Short problem
Everything in the listing should be restated word for word.

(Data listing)

++++++++

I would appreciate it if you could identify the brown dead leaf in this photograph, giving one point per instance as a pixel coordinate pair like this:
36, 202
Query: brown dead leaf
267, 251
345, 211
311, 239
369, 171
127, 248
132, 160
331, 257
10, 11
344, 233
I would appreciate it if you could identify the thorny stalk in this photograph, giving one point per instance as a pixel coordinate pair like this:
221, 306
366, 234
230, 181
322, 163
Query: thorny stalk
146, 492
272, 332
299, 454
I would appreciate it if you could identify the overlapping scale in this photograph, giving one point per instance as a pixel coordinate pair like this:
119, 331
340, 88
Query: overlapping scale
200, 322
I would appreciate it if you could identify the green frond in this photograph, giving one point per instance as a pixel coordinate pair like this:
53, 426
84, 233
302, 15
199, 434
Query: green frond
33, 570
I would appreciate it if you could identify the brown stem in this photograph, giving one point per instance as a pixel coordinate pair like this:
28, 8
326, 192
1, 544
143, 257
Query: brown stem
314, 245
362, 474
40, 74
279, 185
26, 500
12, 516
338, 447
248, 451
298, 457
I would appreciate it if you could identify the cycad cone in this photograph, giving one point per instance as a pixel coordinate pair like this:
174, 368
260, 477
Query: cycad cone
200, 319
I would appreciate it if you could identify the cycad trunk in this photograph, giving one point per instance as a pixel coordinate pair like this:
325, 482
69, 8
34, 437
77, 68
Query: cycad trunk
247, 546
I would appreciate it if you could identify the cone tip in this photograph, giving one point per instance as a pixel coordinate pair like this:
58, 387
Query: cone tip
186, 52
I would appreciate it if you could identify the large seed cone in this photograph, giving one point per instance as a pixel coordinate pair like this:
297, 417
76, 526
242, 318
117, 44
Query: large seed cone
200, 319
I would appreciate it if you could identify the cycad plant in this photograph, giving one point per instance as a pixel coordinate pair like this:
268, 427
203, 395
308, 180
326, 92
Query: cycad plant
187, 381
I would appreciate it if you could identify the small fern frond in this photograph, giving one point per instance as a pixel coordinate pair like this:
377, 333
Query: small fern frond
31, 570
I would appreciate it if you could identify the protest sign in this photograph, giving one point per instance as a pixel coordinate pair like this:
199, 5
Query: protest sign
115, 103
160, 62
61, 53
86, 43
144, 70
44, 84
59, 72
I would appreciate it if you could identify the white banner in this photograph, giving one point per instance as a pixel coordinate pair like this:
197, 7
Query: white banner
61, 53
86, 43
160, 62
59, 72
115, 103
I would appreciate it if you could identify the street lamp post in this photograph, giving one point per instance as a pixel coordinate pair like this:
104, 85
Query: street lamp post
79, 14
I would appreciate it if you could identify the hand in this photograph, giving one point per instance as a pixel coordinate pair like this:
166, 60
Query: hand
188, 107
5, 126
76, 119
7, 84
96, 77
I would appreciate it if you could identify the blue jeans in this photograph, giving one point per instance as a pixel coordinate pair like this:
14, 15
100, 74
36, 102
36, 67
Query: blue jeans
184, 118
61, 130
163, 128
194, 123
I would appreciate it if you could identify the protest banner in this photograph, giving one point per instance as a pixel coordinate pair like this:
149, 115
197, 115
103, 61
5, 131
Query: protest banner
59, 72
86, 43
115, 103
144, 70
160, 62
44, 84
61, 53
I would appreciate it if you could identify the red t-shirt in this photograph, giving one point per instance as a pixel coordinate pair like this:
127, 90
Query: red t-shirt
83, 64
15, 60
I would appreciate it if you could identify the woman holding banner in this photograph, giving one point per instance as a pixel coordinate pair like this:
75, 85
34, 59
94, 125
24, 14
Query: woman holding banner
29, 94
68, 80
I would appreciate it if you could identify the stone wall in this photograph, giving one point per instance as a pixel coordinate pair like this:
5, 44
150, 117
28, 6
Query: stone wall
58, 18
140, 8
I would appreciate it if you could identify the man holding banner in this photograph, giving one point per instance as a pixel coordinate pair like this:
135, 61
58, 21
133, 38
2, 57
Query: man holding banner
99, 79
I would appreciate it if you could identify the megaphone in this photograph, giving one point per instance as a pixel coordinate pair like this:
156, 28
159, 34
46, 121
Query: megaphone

++++++++

Solution for this exercise
I would appreciate it if you could identify the brown dead leaf in this photograph, giving one point per instance as a pixel coordinate pair like this:
36, 202
Query: brown dead leaf
267, 251
345, 211
311, 239
369, 171
127, 248
132, 160
331, 257
10, 11
344, 233
I would appreciate it if you could identify the thorny stalk in this photograph, giving one point per instance as a pixel coordinate pair like this:
221, 306
366, 234
230, 181
322, 163
Query: thorny stalk
146, 492
272, 332
299, 454
I would appreciate it if you could identify the overlapping scale in this photograph, giving one point per instance as a pixel coordinate pair like this:
119, 331
340, 88
Query: overlapping scale
200, 322
I would appreciate it if you could identify the green frond in this photograph, giving one point per instance as a pixel coordinate pair like this:
53, 426
84, 233
302, 15
199, 434
Query: green frond
33, 570
I would appreciate it if you could identify the brown stem in this photograph, giving one point per instance as a pixel coordinate pair like this:
28, 8
326, 192
1, 544
143, 257
Query: brown stem
314, 245
362, 474
40, 74
279, 185
26, 500
12, 516
338, 447
248, 451
298, 457
I would appreciate it if you could identify the cycad cone in this photograph, giving one point per instance as a pixel coordinate pair like this:
174, 368
260, 477
Query: cycad cone
200, 319
I would appreciate it if you could identify the cycad trunk in this photograph, giving one point per instance as a pixel coordinate pair like this:
325, 482
69, 8
34, 437
77, 68
Query: cycad trunk
247, 546
I would appreciate it if you could identify the cone tip in this photograph, giving one point per instance as a pixel coordinate pair like this:
58, 387
Query: cone tip
186, 52
I would appreciate it if you could identify the large seed cone in this photograph, giving one point per instance as a pixel coordinate pair like this:
297, 417
76, 526
242, 318
117, 44
Query: large seed cone
200, 319
I would appreciate it if you could identify the cycad plant in this photograph, giving one point per instance as a pixel coordinate pair like this:
268, 427
203, 395
308, 180
326, 92
Query: cycad plant
187, 381
I would appreciate it if you could identify the small fern frond in this photograph, giving one point per instance as a pixel coordinate pair like this:
377, 333
Query: small fern frond
31, 570
I would appreciate it if you could identify the protest sign in this photograph, giving one point per instance as a pixel coordinate pair like this:
199, 5
Query: protest sign
115, 103
160, 62
61, 53
86, 43
144, 70
44, 84
59, 72
I would appreciate it if you could identify the white banner in this photograph, giving one point per instance as a pixel coordinate pair like this:
197, 7
Query: white banner
61, 53
86, 43
160, 62
59, 72
115, 103
I would appreciate it if you could identify the street lamp post in this photograph, giving one point per instance as a pixel coordinate pair like this:
104, 85
Query: street lamp post
79, 14
I would appreciate it if you could identify the hand in this photograph, giving one point per instance as a pixel coordinate pair like this:
166, 60
Query: hand
188, 107
5, 126
76, 119
7, 84
96, 77
I would appreciate it if you could identify the blue jeans in this photograph, giving one point per instance as a pixel coordinate pair like this:
14, 15
100, 74
36, 102
36, 67
Query: blue jeans
184, 118
61, 130
163, 128
194, 123
I would appreciate it if you could identify the protest banner in this photograph, giving one point per instance as a pixel coordinate pair like this:
149, 115
197, 115
103, 61
5, 131
Query: protest banner
59, 72
86, 43
115, 103
144, 70
160, 62
44, 84
61, 53
I would appreciate it if you could identify the red t-shirt in this photograph, giving one point per instance as a pixel coordinate pair like this:
127, 90
Query: red t-shirt
83, 64
15, 60
I would appreciate it if you could identify the woman holding banner in this photograph, giving one point per instance as a pixel coordinate pair like this:
75, 85
34, 59
94, 125
24, 14
Query: woman holding banner
29, 94
68, 80
I would appreciate it if you could identify the stone wall in this photograph, giving one point per instance as a pixel coordinate pair like this:
5, 44
150, 117
28, 6
Query: stone wall
58, 18
140, 8
I would appreciate it if you could identify the man holding banner in this photograph, giving one point per instance as a pixel coordinate pair like this:
135, 61
58, 21
133, 38
2, 57
Query: man holding banner
99, 79
I would appreciate it if you could identify the megaphone in this photograph, giving one point per instance as a pixel coordinate pair like this:
156, 28
159, 34
46, 121
Query: megaphone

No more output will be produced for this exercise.